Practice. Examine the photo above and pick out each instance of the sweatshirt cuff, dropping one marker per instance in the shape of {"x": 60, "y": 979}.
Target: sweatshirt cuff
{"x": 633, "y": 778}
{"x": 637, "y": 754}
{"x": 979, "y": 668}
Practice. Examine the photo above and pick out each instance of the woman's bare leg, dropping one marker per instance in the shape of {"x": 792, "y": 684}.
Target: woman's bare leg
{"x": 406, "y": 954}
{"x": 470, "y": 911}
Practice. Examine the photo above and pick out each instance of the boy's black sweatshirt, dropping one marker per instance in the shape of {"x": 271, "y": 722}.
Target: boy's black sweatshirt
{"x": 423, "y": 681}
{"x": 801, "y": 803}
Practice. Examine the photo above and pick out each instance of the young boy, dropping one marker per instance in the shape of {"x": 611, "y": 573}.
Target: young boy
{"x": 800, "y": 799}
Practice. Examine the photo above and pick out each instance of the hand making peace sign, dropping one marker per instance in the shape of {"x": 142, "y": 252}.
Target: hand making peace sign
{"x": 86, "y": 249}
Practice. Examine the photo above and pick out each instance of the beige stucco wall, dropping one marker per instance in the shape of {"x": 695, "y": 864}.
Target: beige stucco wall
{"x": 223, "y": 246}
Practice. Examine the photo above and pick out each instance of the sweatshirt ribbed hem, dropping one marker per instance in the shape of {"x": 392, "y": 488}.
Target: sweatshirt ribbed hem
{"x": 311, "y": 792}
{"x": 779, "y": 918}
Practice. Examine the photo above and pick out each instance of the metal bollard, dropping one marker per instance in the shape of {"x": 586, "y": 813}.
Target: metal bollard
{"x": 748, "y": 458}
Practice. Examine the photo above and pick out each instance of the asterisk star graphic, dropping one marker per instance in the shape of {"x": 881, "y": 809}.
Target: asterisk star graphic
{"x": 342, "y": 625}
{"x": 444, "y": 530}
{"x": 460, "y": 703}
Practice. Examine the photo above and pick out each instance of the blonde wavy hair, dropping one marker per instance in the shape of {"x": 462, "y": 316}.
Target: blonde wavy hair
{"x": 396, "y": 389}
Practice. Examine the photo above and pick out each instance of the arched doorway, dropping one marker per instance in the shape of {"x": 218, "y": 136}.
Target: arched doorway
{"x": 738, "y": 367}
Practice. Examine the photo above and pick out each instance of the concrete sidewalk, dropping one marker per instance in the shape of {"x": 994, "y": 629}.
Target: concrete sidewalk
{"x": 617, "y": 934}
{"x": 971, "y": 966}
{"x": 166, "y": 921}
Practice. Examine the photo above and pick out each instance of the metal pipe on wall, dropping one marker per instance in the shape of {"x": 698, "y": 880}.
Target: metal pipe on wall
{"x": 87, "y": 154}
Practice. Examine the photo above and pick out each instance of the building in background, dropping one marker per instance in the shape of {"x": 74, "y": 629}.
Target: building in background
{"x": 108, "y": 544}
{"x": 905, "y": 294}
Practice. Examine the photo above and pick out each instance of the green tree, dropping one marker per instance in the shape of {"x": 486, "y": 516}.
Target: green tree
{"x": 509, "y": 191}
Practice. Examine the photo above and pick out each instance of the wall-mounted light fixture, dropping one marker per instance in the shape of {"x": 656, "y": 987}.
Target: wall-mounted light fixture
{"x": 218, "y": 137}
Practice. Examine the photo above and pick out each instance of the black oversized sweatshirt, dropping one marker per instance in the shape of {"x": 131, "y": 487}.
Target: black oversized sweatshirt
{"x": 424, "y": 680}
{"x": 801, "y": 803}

* **Exercise requirements**:
Repeat, exactly and in full, the records shown above.

* **Output of the exercise**:
Practice. Examine the photo above and pick out each instance of the sweatshirt cuff, dropping one marker per instance in the shape of {"x": 60, "y": 979}.
Target: sweatshirt cuff
{"x": 633, "y": 778}
{"x": 637, "y": 754}
{"x": 979, "y": 668}
Practice. Examine the photo above and pick out each instance of the woman's bare leg, dropping one marker per instance in the shape of {"x": 792, "y": 684}.
Target: woman's bare leg
{"x": 406, "y": 954}
{"x": 470, "y": 911}
Practice. Examine the photo above and pick out each instance of the boy's black sweatshirt, dropping one marker per instance in the shape of {"x": 271, "y": 722}.
Target: boy's black sweatshirt
{"x": 423, "y": 681}
{"x": 801, "y": 803}
Practice. Examine the photo above and pick out each instance of the young boy, dropping one marker per instance in the shape of {"x": 611, "y": 573}.
Target: young boy
{"x": 800, "y": 799}
Practice. Examine the photo above and pick out each instance of the hand making peace sign, dropping one marker per instance in the shape of {"x": 142, "y": 252}.
Target: hand making peace sign
{"x": 86, "y": 249}
Practice. Examine the photo above and pick out each instance of the beige stucco wall, dropping one marker per instance in the shape of {"x": 695, "y": 864}.
Target: beige stucco wall
{"x": 223, "y": 246}
Practice. Examine the photo above and pick out each instance of the sweatshirt ribbed hem, dropping one marker per instance in the shape of {"x": 392, "y": 488}.
Target: sweatshirt ribbed hem
{"x": 311, "y": 792}
{"x": 779, "y": 918}
Practice. Examine the photo above and pick out each instance of the metal bollard, dropping one marker per instance in the shape of {"x": 586, "y": 813}.
Target: metal bollard
{"x": 748, "y": 458}
Practice. Examine the photo above and pick out each instance of the asterisk star graphic, dropping one marker per instance in the shape of {"x": 881, "y": 809}.
Target: asterisk star graphic
{"x": 342, "y": 625}
{"x": 444, "y": 530}
{"x": 460, "y": 703}
Practice. Examine the photo above and pick out each instance of the blonde wavy hair, dropping one marker per instance in the shape of {"x": 462, "y": 316}.
Target: blonde wavy hair
{"x": 396, "y": 389}
Practice. Examine the photo above and pick out each instance of the arched doorway, dropping one marker per instance in the shape of {"x": 218, "y": 136}.
Target: arched doorway
{"x": 738, "y": 367}
Practice. Examine the photo above and pick out each instance of the concrete sidewalk, dropping one marker per instance in the shape of {"x": 994, "y": 629}.
Target: concrete sidewalk
{"x": 617, "y": 934}
{"x": 971, "y": 966}
{"x": 166, "y": 921}
Practice. Examine the photo above and pick out each instance of the metal pipe on wall, dropping one marker per instance in the shape of {"x": 698, "y": 880}.
Target: metal pipe on wall
{"x": 87, "y": 154}
Practice. Examine the photo above and pick out each instance of the building in background, dropping one marker per instance in the shape of {"x": 74, "y": 629}.
Target: building in background
{"x": 108, "y": 544}
{"x": 905, "y": 294}
Practice. Examine the photo above and pick out each instance of the green tree, dropping one marker per instance in the shape of {"x": 486, "y": 516}.
Target: green tree
{"x": 509, "y": 191}
Practice. Examine the photo above and pick out each instance of the wall-mounted light fixture, dropping one marker per instance in the shape of {"x": 656, "y": 987}.
Target: wall-mounted light fixture
{"x": 218, "y": 137}
Practice. Examine the photo above and pick out each instance of the black oversized sweatshirt, dropping one marker per instance in the shape of {"x": 131, "y": 487}.
Target: black oversized sweatshirt
{"x": 424, "y": 680}
{"x": 801, "y": 803}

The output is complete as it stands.